**Reading text**
Shell Scripting Series Part 3 — Error Handling, Logging, and Production Scripts

July 19, 2025 · 8 min read

DevOps & Cloud Learning Hub

Your scripts work on your machine — here's how to make them production-ready. In Parts 1 and 2, we learned the fundamentals and built real scripts. Now we'll add the guardrails that separate "works on my laptop" from "safe to run in production at 3 AM with nobody watching."

The set Command — Your Safety Net

Every production script should start with set -euo pipefail. Here's what each flag does and why it matters.

#!/bin/bash
set -euo pipefail

# -e : Exit immediately if any command fails
# -u : Treat unset variables as errors (catches typos)
# -o pipefail : A pipeline fails if ANY command in it fails, not just the last one

Let's see why each flag matters.

#!/bin/bash
# WITHOUT set -e: this script continues after the failed command
cd /nonexistent/directory       # Fails silently
rm -rf *                        # Runs in the WRONG directory — disaster!

# WITH set -e: script stops at the first failure
set -e
cd /nonexistent/directory       # Script exits here
rm -rf *                        # Never runs — crisis averted

The pipefail flag catches hidden failures in pipes:

#!/bin/bash
# WITHOUT pipefail:
grep "pattern" huge-file.log | sort | head -5
# If grep fails (file not found), the pipeline exit code is from 'head' (success!)

**Directives**
[A] Reproduce the part of the shell scripting article starting at "Your scripts work" and ending at "errors (catches typos)".
[B] Answer these questions from the shell scripting article:
(i) What date appears on the article?
(ii) According to the comment, what does the -u flag do?
(iii) In the grep example without pipefail, the pipeline's exit code comes from which command?

**Supplied material**
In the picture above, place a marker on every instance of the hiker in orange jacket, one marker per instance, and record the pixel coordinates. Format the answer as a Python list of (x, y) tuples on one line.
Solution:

**Task responses**
[A]
Your scripts work on your machine — here's how to make them production-ready. In Parts 1 and 2, we learned the fundamentals and built real scripts. Now we'll add the guardrails that separate "works on my laptop" from "safe to run in production at 3 AM with nobody watching."

The set Command — Your Safety Net

Every production script should start with set -euo pipefail. Here's what each flag does and why it matters.

#!/bin/bash
set -euo pipefail

# -e : Exit immediately if any command fails
# -u : Treat unset variables as errors (catches typos)

[B]
(i) July 19, 2025
(ii) It treats unset variables as errors, which catches typos.
(iii) head